See also: Saint Matthias
From Luther’s Lectures on Galatians (1519)
…Christ wanted no one to be made an apostle by men or the will of men but as the result to a call from Him alone. For this reason the apostles did not dare elect Matthias; they gained his appointment from heaven in answer to their prayer. And it was from heaven that God called Paul himself and made him an apostle, in particular through the voice of the Holy Spirit. “Set apart for Me,” He says, “Paul and Barnabas for the work to which I have called them.” Thus Paul boasts in Rom. 1: If. that he was set apart for the Gospel of God, inasmuch as he himself, together with Barnabas, was set apart for the uncircumcised and the Gentiles, while the rest of the apostles were sent to those who were circumcised.
Note also that Paul makes the name “apostle” so emphatically expressive of an office and of dignity that he uses it as a participle and says “an apostle, not from men,” which means “sent, not from men”…. All these facts aim to make you see with what care Christ has established and fortified His church, lest anyone rashly presume to teach without being sent by Him or by those whom He has sent. For just as the Word of God is the church’s first and greatest benefit, so, on the other hand, there is no greater harm by which the church is destroyed than the word of man and the traditions of this world. God alone is true, and every man a liar. Finally, just as David once left behind all the means by which Solomon was to build the temple, so Christ has left behind the Gospel and other writings, in order that the church might be built by means of them, not by human decrees.

[Saved entries]
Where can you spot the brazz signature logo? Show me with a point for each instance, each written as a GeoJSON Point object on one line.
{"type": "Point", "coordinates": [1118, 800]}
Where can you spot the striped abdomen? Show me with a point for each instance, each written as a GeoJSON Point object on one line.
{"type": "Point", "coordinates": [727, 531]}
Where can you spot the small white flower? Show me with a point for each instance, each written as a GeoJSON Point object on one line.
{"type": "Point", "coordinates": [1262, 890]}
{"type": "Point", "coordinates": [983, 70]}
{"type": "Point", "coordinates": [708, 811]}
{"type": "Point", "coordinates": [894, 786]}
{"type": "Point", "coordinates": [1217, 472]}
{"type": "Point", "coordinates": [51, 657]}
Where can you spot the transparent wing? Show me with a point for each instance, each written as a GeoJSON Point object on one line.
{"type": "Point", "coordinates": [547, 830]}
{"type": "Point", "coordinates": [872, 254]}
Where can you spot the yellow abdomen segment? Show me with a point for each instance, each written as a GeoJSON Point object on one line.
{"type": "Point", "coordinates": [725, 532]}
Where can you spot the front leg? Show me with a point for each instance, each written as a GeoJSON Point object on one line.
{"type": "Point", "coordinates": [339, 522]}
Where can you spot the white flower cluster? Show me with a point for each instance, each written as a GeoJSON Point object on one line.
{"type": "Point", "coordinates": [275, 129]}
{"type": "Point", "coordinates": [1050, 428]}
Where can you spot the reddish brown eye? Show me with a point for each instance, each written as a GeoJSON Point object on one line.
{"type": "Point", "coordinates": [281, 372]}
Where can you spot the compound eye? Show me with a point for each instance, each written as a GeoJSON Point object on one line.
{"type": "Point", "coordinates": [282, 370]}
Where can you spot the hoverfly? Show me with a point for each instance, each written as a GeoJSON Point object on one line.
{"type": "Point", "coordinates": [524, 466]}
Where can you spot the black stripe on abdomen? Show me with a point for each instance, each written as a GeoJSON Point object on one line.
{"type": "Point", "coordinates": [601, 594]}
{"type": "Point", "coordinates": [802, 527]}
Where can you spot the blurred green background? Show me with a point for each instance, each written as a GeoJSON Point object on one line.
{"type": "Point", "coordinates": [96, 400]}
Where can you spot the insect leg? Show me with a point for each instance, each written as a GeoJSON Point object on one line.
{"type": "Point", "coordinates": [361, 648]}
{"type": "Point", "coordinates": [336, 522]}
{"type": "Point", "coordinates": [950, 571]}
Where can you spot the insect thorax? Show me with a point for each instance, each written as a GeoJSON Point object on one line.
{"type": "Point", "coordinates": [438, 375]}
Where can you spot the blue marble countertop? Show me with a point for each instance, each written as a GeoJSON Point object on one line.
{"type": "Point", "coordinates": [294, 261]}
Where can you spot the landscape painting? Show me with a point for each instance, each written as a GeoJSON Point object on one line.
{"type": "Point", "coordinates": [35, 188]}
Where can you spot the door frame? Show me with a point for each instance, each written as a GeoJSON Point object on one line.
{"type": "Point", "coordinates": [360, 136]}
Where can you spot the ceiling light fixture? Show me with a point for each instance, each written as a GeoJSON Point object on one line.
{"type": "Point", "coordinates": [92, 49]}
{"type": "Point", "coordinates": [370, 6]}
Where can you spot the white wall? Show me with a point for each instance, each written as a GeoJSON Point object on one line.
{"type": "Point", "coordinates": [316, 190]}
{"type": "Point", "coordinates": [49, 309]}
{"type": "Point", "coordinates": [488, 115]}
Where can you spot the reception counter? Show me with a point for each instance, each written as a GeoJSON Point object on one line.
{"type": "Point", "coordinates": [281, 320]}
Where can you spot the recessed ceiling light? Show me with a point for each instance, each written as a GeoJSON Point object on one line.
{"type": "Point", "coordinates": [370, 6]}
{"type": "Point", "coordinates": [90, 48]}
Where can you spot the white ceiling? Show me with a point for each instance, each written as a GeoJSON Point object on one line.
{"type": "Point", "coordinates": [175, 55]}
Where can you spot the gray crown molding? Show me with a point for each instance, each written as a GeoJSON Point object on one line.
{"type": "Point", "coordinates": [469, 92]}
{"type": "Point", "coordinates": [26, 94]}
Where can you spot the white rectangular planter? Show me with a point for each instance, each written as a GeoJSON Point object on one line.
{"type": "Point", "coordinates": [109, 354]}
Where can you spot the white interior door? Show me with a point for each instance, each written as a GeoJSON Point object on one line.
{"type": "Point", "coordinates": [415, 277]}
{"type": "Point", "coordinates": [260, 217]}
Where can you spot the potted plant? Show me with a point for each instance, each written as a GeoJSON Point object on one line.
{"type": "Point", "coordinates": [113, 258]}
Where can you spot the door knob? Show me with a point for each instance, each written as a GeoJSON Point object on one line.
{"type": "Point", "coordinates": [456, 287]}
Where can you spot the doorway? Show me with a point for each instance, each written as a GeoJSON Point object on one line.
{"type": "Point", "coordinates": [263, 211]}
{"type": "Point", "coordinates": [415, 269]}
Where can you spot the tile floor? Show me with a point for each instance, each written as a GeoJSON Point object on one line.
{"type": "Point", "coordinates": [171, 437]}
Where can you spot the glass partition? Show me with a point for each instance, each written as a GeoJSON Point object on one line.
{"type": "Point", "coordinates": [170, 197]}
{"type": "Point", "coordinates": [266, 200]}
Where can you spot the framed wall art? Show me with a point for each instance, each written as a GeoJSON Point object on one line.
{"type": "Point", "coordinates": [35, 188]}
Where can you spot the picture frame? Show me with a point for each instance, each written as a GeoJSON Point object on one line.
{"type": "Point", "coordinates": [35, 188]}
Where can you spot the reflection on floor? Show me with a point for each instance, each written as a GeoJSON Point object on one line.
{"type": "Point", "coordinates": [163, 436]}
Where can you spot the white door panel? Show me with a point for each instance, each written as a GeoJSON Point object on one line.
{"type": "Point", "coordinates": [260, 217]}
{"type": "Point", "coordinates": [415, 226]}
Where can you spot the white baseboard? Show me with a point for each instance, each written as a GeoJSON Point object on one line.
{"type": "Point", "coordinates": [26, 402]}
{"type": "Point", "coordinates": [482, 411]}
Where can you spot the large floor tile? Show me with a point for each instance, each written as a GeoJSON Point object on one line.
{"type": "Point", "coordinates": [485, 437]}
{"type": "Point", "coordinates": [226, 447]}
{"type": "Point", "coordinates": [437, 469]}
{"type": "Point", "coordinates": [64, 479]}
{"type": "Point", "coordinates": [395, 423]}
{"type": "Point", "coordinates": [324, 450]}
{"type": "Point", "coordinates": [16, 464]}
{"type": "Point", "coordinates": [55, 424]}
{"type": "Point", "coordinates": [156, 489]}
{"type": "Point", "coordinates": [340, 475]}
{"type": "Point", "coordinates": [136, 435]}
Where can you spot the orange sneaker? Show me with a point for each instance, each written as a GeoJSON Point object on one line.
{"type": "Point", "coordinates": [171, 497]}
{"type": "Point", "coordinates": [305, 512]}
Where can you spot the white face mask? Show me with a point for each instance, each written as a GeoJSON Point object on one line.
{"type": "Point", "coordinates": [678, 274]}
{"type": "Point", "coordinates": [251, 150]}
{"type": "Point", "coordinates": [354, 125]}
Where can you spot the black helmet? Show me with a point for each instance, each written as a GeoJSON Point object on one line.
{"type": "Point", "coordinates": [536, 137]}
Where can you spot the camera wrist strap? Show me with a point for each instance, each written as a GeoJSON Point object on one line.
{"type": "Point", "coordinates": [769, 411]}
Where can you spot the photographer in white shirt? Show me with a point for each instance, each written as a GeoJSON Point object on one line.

> [How to complete this task]: In the Galatians lecture text, can you rewrite everything from "See also: Saint" down to "who were circumcised.", swapping "Barnabas" for "Silas"?

> [Answer section]:
See also: Saint Matthias
From Luther’s Lectures on Galatians (1519)
…Christ wanted no one to be made an apostle by men or the will of men but as the result to a call from Him alone. For this reason the apostles did not dare elect Matthias; they gained his appointment from heaven in answer to their prayer. And it was from heaven that God called Paul himself and made him an apostle, in particular through the voice of the Holy Spirit. “Set apart for Me,” He says, “Paul and Silas for the work to which I have called them.” Thus Paul boasts in Rom. 1: If. that he was set apart for the Gospel of God, inasmuch as he himself, together with Silas, was set apart for the uncircumcised and the Gentiles, while the rest of the apostles were sent to those who were circumcised.